> _Records supplied_:
^^^^^^^^
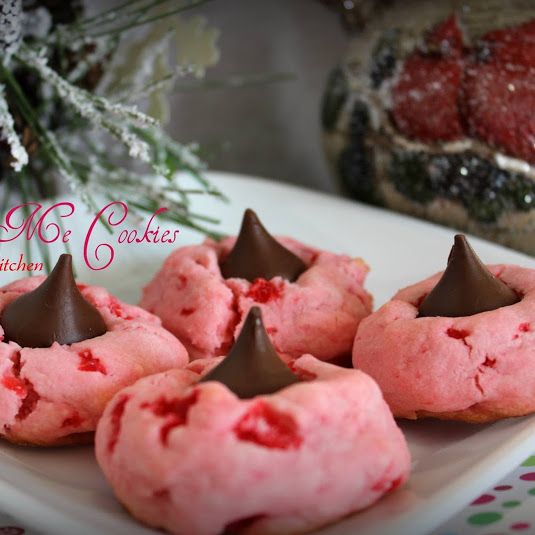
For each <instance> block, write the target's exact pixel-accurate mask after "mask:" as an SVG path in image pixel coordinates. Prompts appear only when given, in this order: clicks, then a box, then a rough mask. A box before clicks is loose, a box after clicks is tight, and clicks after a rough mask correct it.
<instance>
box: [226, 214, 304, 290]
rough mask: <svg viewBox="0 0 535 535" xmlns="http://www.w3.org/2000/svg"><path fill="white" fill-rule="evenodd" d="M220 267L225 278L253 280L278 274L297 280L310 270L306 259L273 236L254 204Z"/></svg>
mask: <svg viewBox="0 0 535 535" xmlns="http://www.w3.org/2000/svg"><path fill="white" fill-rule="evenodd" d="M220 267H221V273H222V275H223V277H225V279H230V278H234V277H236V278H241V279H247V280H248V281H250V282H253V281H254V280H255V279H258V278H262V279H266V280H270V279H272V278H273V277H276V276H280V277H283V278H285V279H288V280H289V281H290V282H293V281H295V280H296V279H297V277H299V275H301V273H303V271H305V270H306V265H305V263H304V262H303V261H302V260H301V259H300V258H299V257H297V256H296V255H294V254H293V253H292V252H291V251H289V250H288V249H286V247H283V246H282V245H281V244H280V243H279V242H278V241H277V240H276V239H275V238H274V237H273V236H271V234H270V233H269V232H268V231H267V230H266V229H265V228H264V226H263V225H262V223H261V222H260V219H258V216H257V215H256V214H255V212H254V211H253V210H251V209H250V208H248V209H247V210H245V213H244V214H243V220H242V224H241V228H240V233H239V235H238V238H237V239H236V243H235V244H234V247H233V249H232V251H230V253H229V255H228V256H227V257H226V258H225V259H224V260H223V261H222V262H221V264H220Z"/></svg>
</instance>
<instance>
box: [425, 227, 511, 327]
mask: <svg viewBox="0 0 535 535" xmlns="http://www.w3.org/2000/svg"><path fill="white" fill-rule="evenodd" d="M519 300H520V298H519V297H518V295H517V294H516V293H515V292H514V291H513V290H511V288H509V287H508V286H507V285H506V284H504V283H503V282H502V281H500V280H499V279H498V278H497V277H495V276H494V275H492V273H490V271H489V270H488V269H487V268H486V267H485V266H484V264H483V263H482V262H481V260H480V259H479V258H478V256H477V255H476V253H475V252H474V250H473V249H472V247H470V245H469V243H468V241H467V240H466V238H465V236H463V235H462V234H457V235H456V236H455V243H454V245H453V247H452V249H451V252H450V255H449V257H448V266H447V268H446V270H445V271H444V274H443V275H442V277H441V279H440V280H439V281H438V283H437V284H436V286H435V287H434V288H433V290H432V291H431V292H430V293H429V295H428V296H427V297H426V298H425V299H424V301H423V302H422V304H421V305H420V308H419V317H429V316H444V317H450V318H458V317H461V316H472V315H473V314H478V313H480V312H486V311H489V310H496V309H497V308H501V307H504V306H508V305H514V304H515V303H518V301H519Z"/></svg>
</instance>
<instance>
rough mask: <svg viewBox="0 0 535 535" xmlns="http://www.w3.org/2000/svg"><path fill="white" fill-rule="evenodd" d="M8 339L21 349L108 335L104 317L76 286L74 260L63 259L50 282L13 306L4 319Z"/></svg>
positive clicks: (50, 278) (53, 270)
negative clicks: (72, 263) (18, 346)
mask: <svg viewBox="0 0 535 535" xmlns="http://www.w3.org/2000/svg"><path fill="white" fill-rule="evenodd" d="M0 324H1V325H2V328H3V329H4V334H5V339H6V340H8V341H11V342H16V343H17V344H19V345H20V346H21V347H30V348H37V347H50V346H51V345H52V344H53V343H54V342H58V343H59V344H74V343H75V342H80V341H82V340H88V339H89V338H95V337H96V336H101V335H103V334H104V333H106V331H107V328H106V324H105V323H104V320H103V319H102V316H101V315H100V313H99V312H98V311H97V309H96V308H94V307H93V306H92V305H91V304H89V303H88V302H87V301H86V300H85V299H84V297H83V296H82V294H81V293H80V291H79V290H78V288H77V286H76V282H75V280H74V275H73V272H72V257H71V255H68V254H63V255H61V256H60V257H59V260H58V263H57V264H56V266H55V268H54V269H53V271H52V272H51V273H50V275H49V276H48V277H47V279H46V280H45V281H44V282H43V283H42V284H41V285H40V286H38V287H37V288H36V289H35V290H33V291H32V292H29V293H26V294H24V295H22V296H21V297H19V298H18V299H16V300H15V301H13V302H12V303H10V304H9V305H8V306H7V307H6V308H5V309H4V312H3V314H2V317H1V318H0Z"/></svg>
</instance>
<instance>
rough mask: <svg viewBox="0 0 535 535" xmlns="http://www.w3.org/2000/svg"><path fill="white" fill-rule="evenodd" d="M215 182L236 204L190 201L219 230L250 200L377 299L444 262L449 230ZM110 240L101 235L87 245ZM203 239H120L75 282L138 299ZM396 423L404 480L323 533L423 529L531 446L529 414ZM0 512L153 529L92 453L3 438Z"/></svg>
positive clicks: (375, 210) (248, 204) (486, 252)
^^^^^^^^
> _What needs to be done_: Arrange the lines of all the records above into a Markdown table with two columns, Row for the row number and Line for the line itself. Leave out blank lines and the pictures.

> _Answer section_:
| Row | Line |
|---|---|
| 1 | For each <instance> block, write the target's exact pixel-accurate mask after "mask:" as an SVG path in image pixel coordinates. Prompts appear only when given, in this order: clicks, then a box, then a rough mask. A box before clicks is loose, a box after clicks is tight, and clicks after a rough mask correct it. |
| 2 | <instance> |
| 3 | box: [226, 214, 304, 290] |
| 4 | rough mask: <svg viewBox="0 0 535 535" xmlns="http://www.w3.org/2000/svg"><path fill="white" fill-rule="evenodd" d="M220 267L225 278L253 280L278 274L297 280L310 270L306 259L273 236L254 204Z"/></svg> |
| 5 | mask: <svg viewBox="0 0 535 535" xmlns="http://www.w3.org/2000/svg"><path fill="white" fill-rule="evenodd" d="M220 267H221V273H222V275H223V277H225V279H230V278H234V277H236V278H241V279H247V280H248V281H250V282H253V281H254V280H255V279H258V278H262V279H266V280H270V279H272V278H273V277H276V276H280V277H283V278H285V279H288V280H289V281H290V282H293V281H295V280H296V279H297V277H299V275H301V273H303V271H305V270H306V265H305V263H304V262H303V261H302V260H301V259H300V258H299V257H297V256H296V255H294V254H293V253H292V252H291V251H289V250H288V249H286V247H283V246H282V245H281V244H280V243H279V242H278V241H277V240H276V239H275V238H274V237H273V236H271V234H270V233H269V232H268V231H267V230H266V229H265V228H264V226H263V225H262V223H261V222H260V219H258V216H257V215H256V214H255V212H254V211H253V210H251V209H250V208H248V209H247V210H245V213H244V214H243V220H242V224H241V228H240V233H239V235H238V238H237V239H236V243H235V244H234V247H233V249H232V251H230V253H229V255H228V256H227V257H226V258H225V259H224V260H223V261H222V262H221V264H220Z"/></svg> |
| 6 | </instance> |
| 7 | <instance> |
| 8 | box: [425, 227, 511, 327] |
| 9 | mask: <svg viewBox="0 0 535 535" xmlns="http://www.w3.org/2000/svg"><path fill="white" fill-rule="evenodd" d="M519 300H520V298H519V297H518V295H517V294H516V293H515V292H514V291H513V290H511V288H509V287H508V286H507V285H506V284H504V283H503V282H502V281H500V280H499V279H498V278H497V277H495V276H494V275H492V273H490V271H489V270H488V269H487V268H486V267H485V266H484V264H483V263H482V262H481V260H480V259H479V258H478V256H477V255H476V253H475V252H474V250H473V249H472V247H470V245H469V243H468V241H467V240H466V238H465V236H463V235H462V234H457V235H456V236H455V243H454V245H453V247H452V249H451V252H450V255H449V257H448V266H447V268H446V270H445V271H444V274H443V275H442V277H441V279H440V280H439V281H438V283H437V284H436V286H435V287H434V288H433V290H432V291H431V292H430V293H429V295H428V296H427V297H426V298H425V299H424V301H423V302H422V304H421V305H420V308H419V317H429V316H444V317H450V318H458V317H461V316H472V315H473V314H478V313H480V312H486V311H489V310H496V309H497V308H501V307H504V306H508V305H514V304H515V303H518V301H519Z"/></svg> |
| 10 | </instance> |
| 11 | <instance> |
| 12 | rough mask: <svg viewBox="0 0 535 535" xmlns="http://www.w3.org/2000/svg"><path fill="white" fill-rule="evenodd" d="M8 339L21 349L108 335L104 317L76 286L74 260L63 259L50 282L13 306L4 319Z"/></svg> |
| 13 | positive clicks: (50, 278) (53, 270) |
| 14 | negative clicks: (72, 263) (18, 346) |
| 15 | mask: <svg viewBox="0 0 535 535" xmlns="http://www.w3.org/2000/svg"><path fill="white" fill-rule="evenodd" d="M0 324H1V325H2V328H3V329H4V334H5V339H6V340H8V341H11V342H16V343H17V344H19V345H20V346H21V347H30V348H37V347H50V346H51V345H52V344H53V343H54V342H58V343H59V344H74V343H75V342H80V341H82V340H88V339H89V338H95V337H96V336H101V335H103V334H104V333H106V331H107V328H106V324H105V323H104V320H103V319H102V316H101V315H100V313H99V312H98V311H97V309H96V308H94V307H93V306H92V305H91V304H89V303H88V302H87V301H86V300H85V299H84V297H83V296H82V294H81V293H80V291H79V290H78V288H77V286H76V282H75V280H74V275H73V272H72V257H71V255H68V254H63V255H61V256H60V257H59V260H58V263H57V264H56V266H55V268H54V269H53V271H52V272H51V273H50V275H49V276H48V277H47V279H46V280H45V281H44V282H43V283H42V284H41V285H40V286H38V287H37V288H36V289H35V290H33V291H32V292H29V293H26V294H24V295H22V296H21V297H19V298H18V299H16V300H15V301H13V302H12V303H10V304H9V305H8V306H7V307H6V308H5V309H4V312H3V314H2V317H1V318H0Z"/></svg> |
| 16 | </instance> |
| 17 | <instance> |
| 18 | rough mask: <svg viewBox="0 0 535 535" xmlns="http://www.w3.org/2000/svg"><path fill="white" fill-rule="evenodd" d="M215 182L236 204L190 201L219 230L250 200L377 299L444 262L449 230ZM110 240L101 235L87 245ZM203 239H120L75 282L138 299ZM396 423L404 480L323 533L423 529L531 446L529 414ZM0 512L153 529L92 453L3 438Z"/></svg> |
| 19 | positive clicks: (375, 210) (248, 204) (486, 252) |